- [Exercise objective]:
List every line in the records below that contains the word "query", copying each one in full.

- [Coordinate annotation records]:
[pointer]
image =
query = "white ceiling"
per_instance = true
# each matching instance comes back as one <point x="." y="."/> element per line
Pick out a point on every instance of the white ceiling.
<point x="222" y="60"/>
--
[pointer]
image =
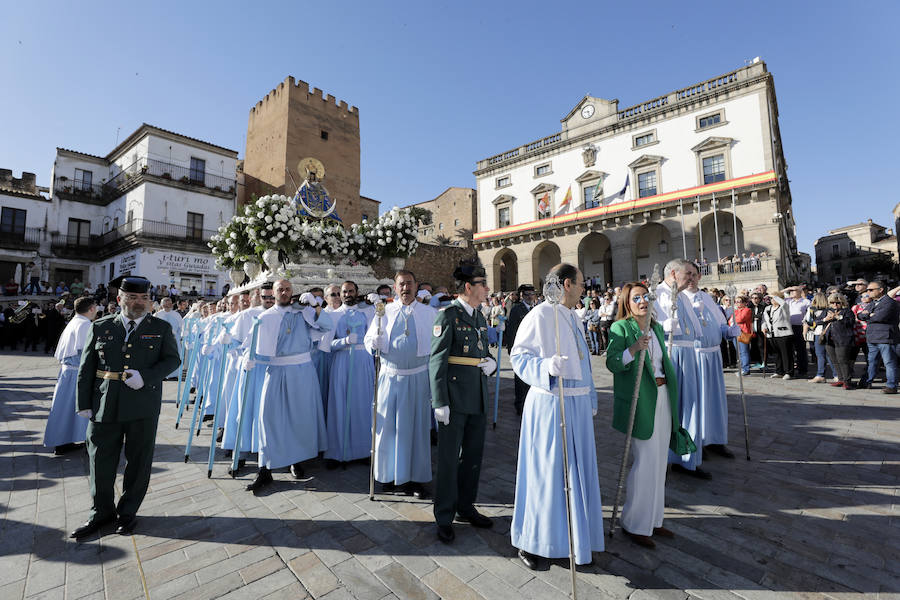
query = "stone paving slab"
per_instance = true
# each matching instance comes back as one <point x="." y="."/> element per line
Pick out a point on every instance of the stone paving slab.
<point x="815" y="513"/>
---
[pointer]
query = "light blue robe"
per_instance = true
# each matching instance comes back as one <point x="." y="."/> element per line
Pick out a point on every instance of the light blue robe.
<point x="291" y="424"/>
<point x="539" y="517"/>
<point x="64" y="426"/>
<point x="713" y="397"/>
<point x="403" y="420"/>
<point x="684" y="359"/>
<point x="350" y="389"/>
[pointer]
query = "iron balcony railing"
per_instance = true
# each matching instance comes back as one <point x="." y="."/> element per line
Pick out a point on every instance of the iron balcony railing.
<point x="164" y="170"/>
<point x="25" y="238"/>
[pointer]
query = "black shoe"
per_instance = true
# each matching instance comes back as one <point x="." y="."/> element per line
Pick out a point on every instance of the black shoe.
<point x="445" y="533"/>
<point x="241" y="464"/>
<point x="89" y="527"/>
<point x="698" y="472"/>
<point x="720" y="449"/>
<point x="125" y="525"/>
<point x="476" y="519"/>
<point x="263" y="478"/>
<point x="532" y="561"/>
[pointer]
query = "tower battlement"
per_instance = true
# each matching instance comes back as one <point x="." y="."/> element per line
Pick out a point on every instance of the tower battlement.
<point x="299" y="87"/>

- [Solution to the exercise]:
query = "white ceiling"
query = "stone paving slab"
query = "light blue robe"
query = "iron balcony railing"
query = "black shoe"
query = "tower battlement"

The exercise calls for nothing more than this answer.